> [Yapılacak Alıştırmalar]:
1. Yaradılış amacını ele alan metne göre aşağıdaki soruları yanıtlayın.
(a) “Kenz-i Mahfî” rivayetinde mahlukatın hangi amaçla yaratıldığı söyleniyor?
(b) Ölümü ve hayatı yaratan hakkındaki ayetin sonunda O'nun hangi iki sıfatı anılıyor?
(c) Kur’an’ın genel muhtevasına göre Allah Teâlâ insanı neyi yarattıktan sonra yaratmıştır?
2. Yaradılış amacını ele alan metindeki “Fakat bu görüşler, Kur’anî muhtevayı tam olarak yansıtmıyor.” cümlesini İngilizceye çevirin.
3. Yaradılış amacını ele alan metin, “kulluk” ve “Allah’ı bilmek” görüşlerinin Kur’anî muhtevayı neden tam olarak yansıtmadığını söylüyor? Bir ile üç cümle arasında açıklayın.

> [Seçilmiş Bölüm]:
------------------------------------

Öyle görülüyor ki pek çok insan, niçin yaratıldığını bilmiyor, düşünmüyor ya da düşünmek istemiyor. Buna karşılık bazı insanların bu konuya kafa yordukları, araştırdıkları ve bazı sonuçlara ulaştıkları anlaşılıyor. Konu ile ilgili eserlerde insanın yaradılış amacının “kulluk” olarak zikredildiği ve “Ben cinleri ve insanları, bana kulluk etsinler diye yarattım” [1] ayetinin de buna delil olarak gösterildiği biliniyor. Buna bir de hadis uzmanları tarafından Hz. Peygamber’e aidiyeti onaylanmayan, fakat sûfî düşünce tarzını yansıttığı için meşhur olan “Bilinmeyen gizli bir hazine idim, bilinmek istedim, bilineyim diye mahlukatı yarattım (Kenz-i Mahfî/ gizli hazine)”[2] rivayeti ilave edildiğinde, insanın niçin yaratıldığı konusunda biri “kulluk”, diğeri de “Allah’ı bilmek” olan iki farklı düşünce tarzının ortaya çıktığı ve yaygın bir görüş haline geldiği anlaşılıyor. Fakat bu görüşler, Kur’anî muhtevayı tam olarak yansıtmıyor. Zira Kur’an’da kulluğa ilaveten bir de hangi “insanın ahsen-i amel/ işin en güzelini yapıp yapmayacağını denemek” için yaratıldığını açıklayan ayetlerin de bulunduğu görülüyor. Söz konusu bu ayetlerde şöyle deniliyor:
“(Yeryüzü yaşanır hale geldikten sonra Allah’ın) sizi yaratması, hanginizin daha güzel iş yapacağını denemek içindir.”[3]
“Biz yer yüzünde göz alıcı güzellikler yaratarak kimin ( bu güzelliklere aldanmayıp) iyi ve güzel işler yapacağı konusunda insanları sınamak istedik.”[4]
“Hanginizin daha güzel iş yapacağını sınamak için ölümü ve hayatı yaratan O’dur. O Azizdir ve Gafurdur.”[5]
Kur’an’ın genel muhtevasında yer alan bilgilere göre Allah Teâlâ, gökleri ve yeri[6] yarattıktan sonra insanı yaratmıştır.[7] Yeryüzündeki bütün nimetleri onun emrine tahsis etmiş[8] ve bunun karşılığında da ondan kendisini tanımasını ve emirlerini yerine getirmesini[9], yeryüzünü imar etmesini[10] ve yönetmesini[11] , kısaca kendi iradesine uygun işleri “ahsen ve salih” olarak yapmasını, diğer bir ifade ile işlerini doğru ve en güzel bir biçimde yapmasını istemiş ve ona bu konularda bir sorumluluk yüklemiştir.

------------------------------------

Toplanan veriler:
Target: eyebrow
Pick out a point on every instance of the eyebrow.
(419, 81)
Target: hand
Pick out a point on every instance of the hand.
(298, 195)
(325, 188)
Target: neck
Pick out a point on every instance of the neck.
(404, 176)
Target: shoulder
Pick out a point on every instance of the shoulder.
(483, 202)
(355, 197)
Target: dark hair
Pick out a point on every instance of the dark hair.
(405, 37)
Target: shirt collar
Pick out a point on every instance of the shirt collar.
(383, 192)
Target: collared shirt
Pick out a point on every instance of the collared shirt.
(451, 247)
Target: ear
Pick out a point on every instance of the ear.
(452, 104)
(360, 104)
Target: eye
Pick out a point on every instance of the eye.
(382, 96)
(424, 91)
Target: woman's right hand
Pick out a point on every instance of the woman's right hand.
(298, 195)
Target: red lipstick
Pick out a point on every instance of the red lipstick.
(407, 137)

------------------------------------

> [Nihai Sonuçlar]:
1.
(a) Bilinmek için: “bilineyim diye mahlukatı yarattım.”
(b) Aziz ve Gafur.
(c) Gökleri ve yeri.

2. However, these views do not fully reflect the Quranic content.

3. Kur’an’da kulluğa ek olarak, insanın hangisinin ahsen-i amel, yani işin en güzelini yapıp yapmayacağını denemek için yaratıldığını açıklayan ayetler de bulunur. Bu iki görüş ise bu amacı kapsamaz.